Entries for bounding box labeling
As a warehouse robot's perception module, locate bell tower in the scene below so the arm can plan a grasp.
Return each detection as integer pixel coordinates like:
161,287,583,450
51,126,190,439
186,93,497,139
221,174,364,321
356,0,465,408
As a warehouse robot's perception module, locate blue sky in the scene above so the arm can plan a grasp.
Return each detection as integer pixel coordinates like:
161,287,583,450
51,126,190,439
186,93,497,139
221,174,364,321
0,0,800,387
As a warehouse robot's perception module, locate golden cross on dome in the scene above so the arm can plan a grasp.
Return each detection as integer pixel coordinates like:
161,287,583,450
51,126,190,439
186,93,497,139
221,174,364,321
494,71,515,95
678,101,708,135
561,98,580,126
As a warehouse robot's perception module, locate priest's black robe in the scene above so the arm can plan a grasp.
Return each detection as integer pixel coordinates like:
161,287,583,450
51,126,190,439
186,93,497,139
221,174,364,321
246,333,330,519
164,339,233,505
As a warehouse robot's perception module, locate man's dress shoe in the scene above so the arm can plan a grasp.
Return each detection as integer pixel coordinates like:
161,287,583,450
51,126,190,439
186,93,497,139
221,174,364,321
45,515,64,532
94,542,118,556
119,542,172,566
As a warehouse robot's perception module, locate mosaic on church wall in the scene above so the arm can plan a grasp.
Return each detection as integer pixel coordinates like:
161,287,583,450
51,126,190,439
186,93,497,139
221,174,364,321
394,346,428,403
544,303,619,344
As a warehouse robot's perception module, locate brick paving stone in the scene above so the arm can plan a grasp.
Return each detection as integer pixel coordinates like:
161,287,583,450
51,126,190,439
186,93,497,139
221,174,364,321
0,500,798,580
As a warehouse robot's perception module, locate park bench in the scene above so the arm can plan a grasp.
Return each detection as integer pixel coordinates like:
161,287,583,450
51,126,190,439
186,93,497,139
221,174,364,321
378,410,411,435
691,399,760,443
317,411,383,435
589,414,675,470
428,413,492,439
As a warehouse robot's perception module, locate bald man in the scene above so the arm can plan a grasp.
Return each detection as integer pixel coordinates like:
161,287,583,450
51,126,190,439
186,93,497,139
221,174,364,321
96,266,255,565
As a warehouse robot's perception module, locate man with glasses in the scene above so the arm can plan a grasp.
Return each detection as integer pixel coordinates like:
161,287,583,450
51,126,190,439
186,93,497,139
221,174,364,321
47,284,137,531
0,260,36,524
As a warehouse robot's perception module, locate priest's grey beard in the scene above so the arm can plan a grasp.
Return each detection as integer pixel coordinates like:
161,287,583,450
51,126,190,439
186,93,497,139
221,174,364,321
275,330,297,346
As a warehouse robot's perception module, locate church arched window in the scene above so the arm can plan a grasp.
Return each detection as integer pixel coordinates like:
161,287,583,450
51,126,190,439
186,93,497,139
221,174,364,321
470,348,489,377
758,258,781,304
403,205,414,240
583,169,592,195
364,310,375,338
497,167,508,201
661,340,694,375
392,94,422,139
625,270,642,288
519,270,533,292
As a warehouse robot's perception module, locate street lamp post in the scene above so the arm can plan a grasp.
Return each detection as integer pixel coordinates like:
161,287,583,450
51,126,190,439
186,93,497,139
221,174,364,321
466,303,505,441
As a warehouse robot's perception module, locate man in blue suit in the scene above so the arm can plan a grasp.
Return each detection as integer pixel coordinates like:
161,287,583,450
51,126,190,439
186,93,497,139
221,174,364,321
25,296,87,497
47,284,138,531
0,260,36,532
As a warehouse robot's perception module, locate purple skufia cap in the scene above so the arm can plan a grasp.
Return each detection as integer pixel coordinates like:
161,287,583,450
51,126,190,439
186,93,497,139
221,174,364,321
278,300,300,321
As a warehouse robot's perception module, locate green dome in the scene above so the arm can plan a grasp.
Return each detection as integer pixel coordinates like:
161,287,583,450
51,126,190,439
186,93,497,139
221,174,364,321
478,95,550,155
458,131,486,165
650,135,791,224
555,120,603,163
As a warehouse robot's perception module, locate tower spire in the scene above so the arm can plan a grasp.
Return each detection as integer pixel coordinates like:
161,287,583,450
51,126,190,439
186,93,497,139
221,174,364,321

*WRITTEN INSTRUCTION*
Render the lines of the records starting at the one containing "As a warehouse robot's perception module, locate street" and ending at the one containing "278,300,300,321", both included, as a numbered list with blank lines left out.

*ANSWER FOR THE TASK*
1. As a warehouse robot's perception module, locate street lamp post in the scene above so the arm can plan a grasp.
2. Return each detection as integer pixel coordinates like:
3. 161,287,583,450
4. 51,126,190,439
5. 186,93,497,139
6. 221,174,364,321
7. 466,303,505,441
8. As a warehouse robot's perception module, locate man in blue suit in the scene above so the arm can plan a grasp.
9. Return each detection as integer pixel coordinates like:
10. 161,287,583,450
11. 51,126,190,439
12. 186,93,497,139
13. 221,174,364,321
14. 25,296,87,497
15. 47,284,138,531
16. 0,260,36,532
17. As a warehouse robot's perception module, locate purple skufia cap in the scene above so the arm can plan a grasp.
18. Return each detection as integer pixel coordinates like:
19. 161,287,583,450
20. 51,126,190,439
21. 186,93,497,139
22. 221,174,364,321
23. 278,300,300,321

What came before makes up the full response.